GOAL: Your task is to print all of the material verbatim.

A run of records:
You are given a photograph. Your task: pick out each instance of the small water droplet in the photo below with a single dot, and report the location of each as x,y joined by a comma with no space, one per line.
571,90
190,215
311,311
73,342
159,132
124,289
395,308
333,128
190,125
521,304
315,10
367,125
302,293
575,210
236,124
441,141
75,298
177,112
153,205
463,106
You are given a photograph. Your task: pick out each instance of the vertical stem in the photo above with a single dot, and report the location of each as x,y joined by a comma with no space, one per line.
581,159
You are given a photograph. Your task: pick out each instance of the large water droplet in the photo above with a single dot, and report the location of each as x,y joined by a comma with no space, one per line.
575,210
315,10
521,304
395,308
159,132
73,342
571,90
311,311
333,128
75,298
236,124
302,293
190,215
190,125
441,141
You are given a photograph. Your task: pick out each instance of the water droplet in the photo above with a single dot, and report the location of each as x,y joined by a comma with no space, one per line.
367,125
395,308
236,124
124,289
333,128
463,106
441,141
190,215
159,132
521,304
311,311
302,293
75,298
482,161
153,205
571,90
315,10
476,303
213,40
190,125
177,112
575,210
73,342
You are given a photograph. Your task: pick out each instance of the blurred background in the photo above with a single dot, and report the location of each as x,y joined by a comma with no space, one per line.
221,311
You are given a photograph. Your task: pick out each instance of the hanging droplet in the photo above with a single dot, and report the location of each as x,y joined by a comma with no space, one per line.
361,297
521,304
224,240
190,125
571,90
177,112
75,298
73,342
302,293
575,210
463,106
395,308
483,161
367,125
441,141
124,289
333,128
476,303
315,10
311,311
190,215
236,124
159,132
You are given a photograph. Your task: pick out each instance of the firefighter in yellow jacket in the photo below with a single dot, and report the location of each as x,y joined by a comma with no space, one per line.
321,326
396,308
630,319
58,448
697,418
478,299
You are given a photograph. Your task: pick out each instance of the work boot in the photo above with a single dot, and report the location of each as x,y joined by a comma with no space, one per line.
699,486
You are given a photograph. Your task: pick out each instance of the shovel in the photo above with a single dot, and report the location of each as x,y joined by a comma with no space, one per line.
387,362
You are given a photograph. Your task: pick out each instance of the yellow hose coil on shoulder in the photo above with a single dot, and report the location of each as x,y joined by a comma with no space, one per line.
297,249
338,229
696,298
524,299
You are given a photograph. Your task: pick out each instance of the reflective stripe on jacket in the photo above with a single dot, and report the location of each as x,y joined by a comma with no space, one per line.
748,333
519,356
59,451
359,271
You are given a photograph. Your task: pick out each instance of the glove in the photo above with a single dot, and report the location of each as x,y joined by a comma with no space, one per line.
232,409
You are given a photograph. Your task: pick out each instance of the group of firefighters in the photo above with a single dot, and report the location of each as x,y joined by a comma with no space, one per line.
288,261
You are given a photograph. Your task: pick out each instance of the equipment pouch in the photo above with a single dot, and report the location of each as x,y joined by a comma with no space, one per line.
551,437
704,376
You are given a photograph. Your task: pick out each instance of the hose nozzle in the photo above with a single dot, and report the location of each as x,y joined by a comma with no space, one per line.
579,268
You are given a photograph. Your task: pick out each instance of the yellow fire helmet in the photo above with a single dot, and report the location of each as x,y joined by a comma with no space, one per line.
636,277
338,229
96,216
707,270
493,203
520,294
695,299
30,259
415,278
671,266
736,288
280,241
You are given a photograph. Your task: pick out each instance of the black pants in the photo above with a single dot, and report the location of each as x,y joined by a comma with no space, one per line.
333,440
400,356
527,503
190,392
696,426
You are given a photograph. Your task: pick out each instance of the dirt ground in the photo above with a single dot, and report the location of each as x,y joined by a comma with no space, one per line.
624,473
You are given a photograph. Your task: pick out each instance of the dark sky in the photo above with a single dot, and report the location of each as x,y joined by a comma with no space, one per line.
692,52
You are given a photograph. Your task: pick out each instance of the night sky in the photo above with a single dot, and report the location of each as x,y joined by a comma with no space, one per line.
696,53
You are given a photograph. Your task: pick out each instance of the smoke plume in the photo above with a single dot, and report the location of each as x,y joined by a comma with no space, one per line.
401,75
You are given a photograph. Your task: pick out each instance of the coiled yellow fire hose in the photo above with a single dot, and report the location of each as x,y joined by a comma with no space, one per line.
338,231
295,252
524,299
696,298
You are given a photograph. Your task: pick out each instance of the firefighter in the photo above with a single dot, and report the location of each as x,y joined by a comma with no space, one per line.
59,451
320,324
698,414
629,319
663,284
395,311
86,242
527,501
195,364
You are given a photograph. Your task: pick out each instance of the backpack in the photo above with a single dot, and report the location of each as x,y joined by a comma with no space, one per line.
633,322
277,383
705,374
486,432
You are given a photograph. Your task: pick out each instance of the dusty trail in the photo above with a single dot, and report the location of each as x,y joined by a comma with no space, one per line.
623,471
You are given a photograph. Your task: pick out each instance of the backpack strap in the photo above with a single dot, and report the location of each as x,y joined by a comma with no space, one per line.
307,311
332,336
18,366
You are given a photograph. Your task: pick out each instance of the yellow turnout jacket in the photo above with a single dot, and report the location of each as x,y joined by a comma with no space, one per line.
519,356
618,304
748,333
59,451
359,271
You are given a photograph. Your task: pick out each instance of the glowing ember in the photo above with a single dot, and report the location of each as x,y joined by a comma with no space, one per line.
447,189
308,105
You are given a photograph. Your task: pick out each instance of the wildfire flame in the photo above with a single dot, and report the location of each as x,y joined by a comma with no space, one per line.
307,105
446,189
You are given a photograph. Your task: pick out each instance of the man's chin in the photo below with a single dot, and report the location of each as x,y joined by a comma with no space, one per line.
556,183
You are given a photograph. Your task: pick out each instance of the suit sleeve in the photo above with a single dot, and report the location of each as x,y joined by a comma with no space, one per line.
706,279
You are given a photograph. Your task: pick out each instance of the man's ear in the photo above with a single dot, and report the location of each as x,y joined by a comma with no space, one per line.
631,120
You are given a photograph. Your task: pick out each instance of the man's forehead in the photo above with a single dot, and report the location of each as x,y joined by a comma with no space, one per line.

CORRECT OUTPUT:
You are given a photograph. Your task: pick out each instance of the small water droplet in the photo below with a single dot, and report the location of each as x,y joined by a comma with no space, one per line.
571,90
190,215
311,311
73,342
159,132
124,289
395,308
333,128
190,125
521,304
315,10
367,125
302,293
575,210
236,124
441,141
75,298
177,112
153,205
463,106
You are given a photograph. Your task: pick out each instance of the vertical stem in the photo above with a single dot, and report the location of each as x,y joined by a comma with no space, one per line.
581,159
You are given a photograph. Your task: pick out each instance of the large water droplet in the photo above with a single dot, and report the location of each as x,y joined by a comma with no space, one per line.
575,210
315,10
521,304
395,308
159,132
73,342
571,90
311,311
333,128
75,298
236,124
302,293
190,215
190,125
441,141
You are given a photograph. Your task: pick out each instance of the water droplet in the photo above with a single dot, and report the location of each as x,y joined by a comma with no space, one per line.
367,125
395,308
236,124
124,289
333,128
463,106
441,141
190,215
159,132
521,304
311,311
302,293
75,298
482,161
153,205
571,90
315,10
476,303
213,40
190,125
177,112
575,210
73,342
You are given a photograph. Your task: pick out each instance of the blurred background in the photo above with a single dot, and report the location of each as x,y joined by a comma with no space, one per line.
221,311
You are given a photograph. Your task: pick out each instance of the hanging droplet in the photo above with a single dot, and report the location of each as x,y joined by a comma with no space, one per line.
361,297
521,304
224,240
190,125
571,90
177,112
75,298
73,342
302,293
575,210
463,106
395,308
483,161
367,125
441,141
124,289
333,128
476,303
315,10
311,311
190,215
236,124
159,132
You are given a photograph. Your task: pick out each instance of the firefighter in yellow jacket in the photo below with a single dot, and report the location of each as x,y joined by a comma with no space, one per line.
321,326
396,308
630,319
58,448
697,418
478,299
You are given a photograph. Your task: pick out each instance of the work boot in the photo above with a single dot, and report the location of each as x,y joined by a comma with no space, one per line.
699,486
You are given a photograph. Your task: pick out each instance of the shovel in the photo above with a single dot, and report the location of each as x,y joined by a comma with no space, one per line.
387,362
You are given a photograph. Your task: pick out each instance of the yellow hose coil on shoulder in the photo above with a single dot, and report the location of each as x,y joined by a comma with no space, one per line.
297,249
338,229
696,298
524,299
You are given a photograph. Your task: pick out each instance of the reflective stripe on jacket in the photo above with a single dot, and report the location of each as x,y joined by a comma with no space, one per line.
748,333
519,356
59,451
359,271
You are given a photograph. Your task: pick out each instance of the glove in the photo above with a single dot, and report the location of each as x,y joined by a comma with no space, one per line.
232,409
You are given a photograph. Your task: pick out each instance of the group of firefighters in the photo above with a single dot, and report the location of each as x,y joined by a comma with no space, one per line.
288,261
You are given a photograph. Your task: pick out each instance of the equipment pouch in the photo above with a single dot, and report the location of each as x,y joined by a comma with no space, one per line.
551,437
704,376
You are given a photograph. Your task: pick out each instance of the hose nozzle in the photo above with a single dot, and report the location of each as x,y joined by a comma with no space, one per line.
579,268
You are given a photograph. Your task: pick out each instance of the yellow fire helmet in the photo above with a single dot, and report the location of each as x,y joined by a comma with no space, one per line.
636,277
338,229
96,216
707,270
493,203
520,294
695,299
30,259
415,278
671,266
736,288
280,241
You are given a photograph. Your task: pick out each instance of the black pants in the photo above with a single dot, and report the location of each as x,y joined by a comma with no space, one per line.
333,440
400,356
527,503
190,392
696,426
You are given a photograph. Your task: pick out each instance of the dirt ground in the photo above with a single dot, and report the location of each as x,y joined by a comma with no space, one per line.
624,473
You are given a photograph. Your task: pick out each instance of the dark sky in the photo above with a single dot, and report the location of each as x,y joined by a comma with no space, one per line.
692,52
You are given a photograph. Your task: pick out each instance of the night sky in the photo above with a single dot, and report the location of each as x,y joined by a comma with no space, one per line.
696,53
You are given a photograph. Your task: pick out each instance of the smoke plume in the photo above with a single dot, and report the location of each as x,y joined by a comma with no space, one per line.
401,75
You are given a photograph. Your task: pick out each instance of the coiled yellow fire hose in the photo above with a single dot, and report the location of each as x,y joined by a comma with no space, one per line.
338,231
295,252
524,299
696,298
You are given a photograph. Your task: pick out each instance of the firefighter in the photo above with a single dot, and report the location of each as x,y joined by a comma with no space, one per line.
59,451
320,324
698,414
629,319
663,284
395,311
86,242
527,501
195,364
You are given a photograph. Your task: pick out each instance of the backpack in the photo above with a single dot, and report the location of each as x,y joined by a comma with no space, one per line.
633,322
277,383
705,374
486,432
You are given a photograph. Your task: pick out each instance of the dusty trail in the photo above with a single dot, and report the location of each as x,y joined by a comma with no space, one per line.
623,471
You are given a photograph. Your task: pick out each instance of the backpack strap in the photo above with a single dot, and report the location of each as x,y joined by a comma with no space, one per line.
307,311
332,336
18,366
You are given a photograph. Your task: pick out each instance of the yellow turnout jacket in the photo above with a single dot, and report the location of each as x,y joined by a comma with no space, one per line.
519,356
618,304
748,333
59,451
359,271
You are given a photograph. Your task: pick out each instance of the glowing ember in the photo above with a single dot, and report the location of each as x,y joined by a comma with no space, one per line.
447,189
308,105
You are given a photograph. Your task: pick out each instance of the wildfire flame in the photo above with a single dot, and report the location of each as x,y joined by a comma with no space, one per line.
307,105
446,189
You are given a photograph. Your task: pick out each instance of the man's chin in the photo below with a single dot, and report the location of each as x,y joined by a comma with no space, one per line.
556,183
You are given a photograph. Your task: pick out each instance of the suit sleeve in the photo above with a single dot, and report the location of each as x,y joined by a comma with no space, one per line.
706,279
You are given a photograph. Your task: pick out each instance of the man's ear in the photo above with a single dot, and report the location of each as x,y joined by a comma with no space, one per line.
631,120
You are given a photograph. Your task: pick out each instance of the man's forehead in the photo above with a single dot, and report the location of each as x,y joined by a comma with no space, one per line.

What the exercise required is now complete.